Objective -
Update the rows below by replacing "white" with "pink" wherever it occurs and leaving everything else unchanged. Omit the pictures from your answer.

Dataset records -
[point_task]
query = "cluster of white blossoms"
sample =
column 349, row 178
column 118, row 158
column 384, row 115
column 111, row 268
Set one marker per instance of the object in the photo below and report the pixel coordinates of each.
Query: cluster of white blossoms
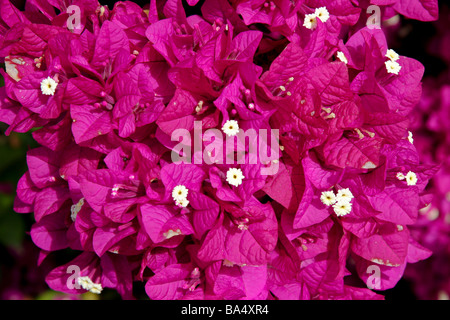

The answer -
[point_task]
query = "cluster of pink blossoms"
sample =
column 349, row 178
column 118, row 158
column 384, row 115
column 111, row 268
Set one marker per instance of the object in the photo below and report the pixel coordinates of each.
Query: cluster of pink blossoms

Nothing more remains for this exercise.